Putin interveio na crise aberta nos Estados Unidos sobre a relação de Trump com o Kremlin, após a demissão do diretor do FBI e da divulgação de informação confidencial. Os pedidos de impeachment e as fissuras entre os republicanos.

quarta-feira 17 de maio de 2017 | Edição do dia

Em um novo capítulo do “Russiagate”, o presidente Vladímir Putin disse nessa quarta-feira que está disposto a entregar a transcrição do encontro que Donald Trump e o ministro russo de Relações Exteriores, Serguéi Lavrov, tiveram na semana passada.

EXERCÍCIO PROPOSTO. Cite, do trecho do texto, a parte que começa nas palavras “Putin interveio na” e termina após “entre os republicanos.”, sem qualquer alteração.

INFORMAÇÃO EXTRAÍDA.

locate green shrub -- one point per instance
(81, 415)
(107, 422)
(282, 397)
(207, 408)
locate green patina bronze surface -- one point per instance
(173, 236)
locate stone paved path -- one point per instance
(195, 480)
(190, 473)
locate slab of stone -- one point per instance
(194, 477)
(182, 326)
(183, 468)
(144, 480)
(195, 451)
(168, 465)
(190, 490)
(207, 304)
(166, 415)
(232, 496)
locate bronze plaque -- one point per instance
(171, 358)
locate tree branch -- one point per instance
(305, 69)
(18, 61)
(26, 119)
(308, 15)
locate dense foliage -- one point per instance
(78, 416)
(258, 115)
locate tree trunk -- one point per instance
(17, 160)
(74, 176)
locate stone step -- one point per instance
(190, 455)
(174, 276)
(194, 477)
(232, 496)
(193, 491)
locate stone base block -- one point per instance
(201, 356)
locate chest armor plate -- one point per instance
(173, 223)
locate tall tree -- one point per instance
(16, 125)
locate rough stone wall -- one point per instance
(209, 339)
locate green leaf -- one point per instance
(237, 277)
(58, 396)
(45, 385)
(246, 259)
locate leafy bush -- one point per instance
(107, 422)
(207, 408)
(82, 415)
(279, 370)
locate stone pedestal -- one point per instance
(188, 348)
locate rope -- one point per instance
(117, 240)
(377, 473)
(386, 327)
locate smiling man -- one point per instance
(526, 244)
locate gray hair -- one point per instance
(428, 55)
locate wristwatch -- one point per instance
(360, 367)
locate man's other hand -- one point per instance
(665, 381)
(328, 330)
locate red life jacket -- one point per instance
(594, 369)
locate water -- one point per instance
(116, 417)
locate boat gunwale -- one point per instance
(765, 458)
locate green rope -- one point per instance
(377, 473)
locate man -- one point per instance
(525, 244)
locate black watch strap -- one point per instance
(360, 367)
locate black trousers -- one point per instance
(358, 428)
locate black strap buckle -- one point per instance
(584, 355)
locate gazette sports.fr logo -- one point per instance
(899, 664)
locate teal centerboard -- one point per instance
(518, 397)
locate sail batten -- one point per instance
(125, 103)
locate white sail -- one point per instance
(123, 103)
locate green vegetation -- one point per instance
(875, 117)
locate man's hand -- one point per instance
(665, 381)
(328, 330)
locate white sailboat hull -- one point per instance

RESULTADO DA TAREFA.
Putin interveio na crise aberta nos Estados Unidos sobre a relação de Trump com o Kremlin, após a demissão do diretor do FBI e da divulgação de informação confidencial. Os pedidos de impeachment e as fissuras entre os republicanos.